Textausschnitt >>
----
The Gossip - Music For Men
(Sony)
Photo: Alice Hawkins
Kurz vor der magischen Nummer 200 ist es mal wieder nötig, ein bißchen auf den Putz zu hauen. Bekanntermaßen stinkt Eigenlob zwar, aber das macht nichts, denn Apple wird das iSmell erst im Jahr 2014 im Hype Park vorstellen. Also ist noch genug Zeit für ein Miststück in eigener Sache - meint Manfred Prescher. 27.09.2010
Man kennt das ja: Langsam quält man sich aus dem Bett - und noch ehe man sich damit beschäftigen kann, mit Schwung und Elan in den Tag einzugreifen, wird man schon überrollt. Unter der Dusche, beim Rasieren, beim Frühstücken, im Auto: Immer hat man dieses eine Lied auf den Lippen, summt es vor sich hin, nervt damit die Umgebung. Dabei weiß man nicht mal, wie es dieses Miststück von Song überhaupt geschafft hat, die Geschmackskontrollen zu überwinden. In dieser Kolumne geht es um solch perfide Lieder.
----
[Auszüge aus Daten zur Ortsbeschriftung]

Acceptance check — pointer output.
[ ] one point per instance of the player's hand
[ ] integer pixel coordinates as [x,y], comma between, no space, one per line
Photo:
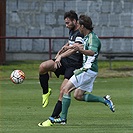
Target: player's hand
----
Aufgaben >>
1. Beantworte zum Textausschnitt:
(a) Wer hat laut Angabe das Foto gemacht?
(b) In welchem Jahr wird Apple dem Text nach das iSmell vorstellen?
(c) Um welche Art von Liedern geht es in dieser Kolumne?
2. Kopiere aus dem Textausschnitt wortgetreu den Teil zwischen „Photo: Alice Hawkins“ und „solch perfide Lieder.“, beide eingeschlossen.

Schriftliche Antworten >>
1.
(a) Alice Hawkins
(b) Im Jahr 2014
(c) Um perfide Lieder, die man den ganzen Tag auf den Lippen hat

2.
Photo: Alice Hawkins
Kurz vor der magischen Nummer 200 ist es mal wieder nötig, ein bißchen auf den Putz zu hauen. Bekanntermaßen stinkt Eigenlob zwar, aber das macht nichts, denn Apple wird das iSmell erst im Jahr 2014 im Hype Park vorstellen. Also ist noch genug Zeit für ein Miststück in eigener Sache - meint Manfred Prescher. 27.09.2010
Man kennt das ja: Langsam quält man sich aus dem Bett - und noch ehe man sich damit beschäftigen kann, mit Schwung und Elan in den Tag einzugreifen, wird man schon überrollt. Unter der Dusche, beim Rasieren, beim Frühstücken, im Auto: Immer hat man dieses eine Lied auf den Lippen, summt es vor sich hin, nervt damit die Umgebung. Dabei weiß man nicht mal, wie es dieses Miststück von Song überhaupt geschafft hat, die Geschmackskontrollen zu überwinden. In dieser Kolumne geht es um solch perfide Lieder.